» TESTO DI PARTENZA:
□ □ □ □ □
Tutti assolti perché il fatto non sussiste! Il 17.10.2012 la Corte d’Assise di Bologna ha messo la parola fine al procedimento giudiziario per associazione sovversiva con finalità di terrorismo (art. 270 bis) aperto nove anni fa contro il (n)PCI, il P.CARC e l’ASP dal sostituto procuratore di Bologna Paolo Giovagnoli (ora Procuratore Capo a Rimini): tutti i compagni sono stati “assolti perché il fatto non sussiste”!
 
Il resoconto di quanto avvenuto in aula è sommario, perché i compagni non si sono presentati (leggi il comunicato del 12.10). Respinte le eccezioni preliminari e anche i testi citati dagli avvocati dei compagni, la Corte ha accolto solo un unico testimone (indicato dall’accusa), il vice sovrintendente della DIGOS di Modena Alberto Sola, autore dell’informativa che costituiva la base portante (!?) del procedimento giudiziario. Il solerte Sola ha esordito blaterando di armi, di fondi economici raccolti illegalmente, di documenti falsi, di struttura occulta, di piani eversivi, ecc. Il PM Gustapane a più riprese gli ha domandato se l’attività investigativa svolta aveva portato ad acquisire delle prove di quanto affermava e Sola ha costantemente risposto che “no, però…”, “no, ma sembrava che avessero il proposito di…”. Il PM ha concluso l’interrogatorio dicendo che per configurare l’art. 270 bis non bastano i sospetti ma occorrono prove di concretezza e attualità dei fatti, affermando che bisogna accettare anche ideologie antagoniste altrimenti vengono annullati i principi democratici e chiedendo alla Corte di ribadire il giudizio di assoluzione per insussistenza di concreti elementi. Alla richiesta si sono associati i nostri avvocati. Dopo essersi ritirata per circa mezz’ora, la Corte d’Assise ha pronunciato la sentenza di assoluzione con formula piena.
□ □ □ □ □
» LE CONSEGNE:
**1)** Nel testo sull'assoluzione di Bologna, chi è l'unico testimone che la Corte ha ammesso?
**2)** Trasforma in un elenco puntato il paragrafo del testo sull'assoluzione di Bologna che comincia con "Il resoconto di quanto avvenuto in aula", tenendo i fatti principali.
**3)** Prosegui il testo sull'assoluzione di Bologna a partire dalla sua ultima frase.
□ □ □ □ □
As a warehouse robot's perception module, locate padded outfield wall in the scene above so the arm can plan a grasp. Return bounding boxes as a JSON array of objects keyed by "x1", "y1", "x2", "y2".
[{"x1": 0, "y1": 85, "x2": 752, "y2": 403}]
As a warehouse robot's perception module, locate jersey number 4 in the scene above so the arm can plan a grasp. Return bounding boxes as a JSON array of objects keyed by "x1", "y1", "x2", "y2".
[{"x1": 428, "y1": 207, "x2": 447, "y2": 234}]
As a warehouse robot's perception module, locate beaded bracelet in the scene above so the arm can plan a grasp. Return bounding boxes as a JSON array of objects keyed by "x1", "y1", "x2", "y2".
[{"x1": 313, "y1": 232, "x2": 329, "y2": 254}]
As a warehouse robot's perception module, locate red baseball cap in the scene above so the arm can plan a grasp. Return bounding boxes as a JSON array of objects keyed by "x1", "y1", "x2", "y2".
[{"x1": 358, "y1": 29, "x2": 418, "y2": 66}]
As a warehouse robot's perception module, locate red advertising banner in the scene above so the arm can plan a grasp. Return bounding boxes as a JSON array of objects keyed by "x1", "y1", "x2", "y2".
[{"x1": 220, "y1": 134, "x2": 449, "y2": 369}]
□ □ □ □ □
» RISPOSTE:
**1)** Alberto Sola, vice sovrintendente della DIGOS di Modena.

**2)**
- Il resoconto è sommario perché i compagni non si sono presentati in aula.
- La Corte ha respinto le eccezioni preliminari e i testi citati dagli avvocati dei compagni.
- Ha ammesso un solo testimone, indicato dall'accusa: Alberto Sola, vice sovrintendente della DIGOS di Modena e autore dell'informativa alla base del procedimento.
- Sola ha parlato di armi, fondi raccolti illegalmente, documenti falsi, struttura occulta e piani eversivi.
- Alle domande del PM Gustapane sulle prove raccolte, ha sempre risposto di no.
- Il PM ha detto che per l'art. 270 bis servono prove concrete e attuali, non sospetti, e che vanno accettate anche le ideologie antagoniste.
- Il PM ha quindi chiesto l'assoluzione per mancanza di elementi concreti, e gli avvocati dei compagni si sono uniti alla richiesta.
- Dopo essersi ritirata per circa mezz'ora, la Corte ha assolto con formula piena.

**3)**
In piazza (nei pressi della Stazione di Bologna, uno dei luoghi simbolo delle stragi di Stato) abbiamo denunciato che gli unici e veri terroristi nel nostro paese sono Monti, Napolitano, Marchionne, Ratzinger con il codazzo dei loro compari e complici alla Formigoni, Daccò, Zambetti, alla Penati, alla Polverini e Fiorito: le loro armi di distruzioni di massa si chiamano decreti salva e cresci Italia, riforma del mercato del lavoro, debito pubblico e pareggio di bilancio, IMU,  legge di stabilità e tavolo sulla produttività, sono Fabbrica Italia, la libertà d’impresa, lo stillicidio di aziende che chiudono o delocalizzano, i licenziamenti e la precarietà, sono lo IOR, l’8 per mille e l’opera quotidiana di inquinamento morale per indurre le masse popolari a rassegnarsi all’inferno in terra. Quando nel nostro paese instaureremo una giustizia veramente degna di questo nome sarà questa gente a sedere sui banchi degli imputati per essere giudicata da tribunali popolari.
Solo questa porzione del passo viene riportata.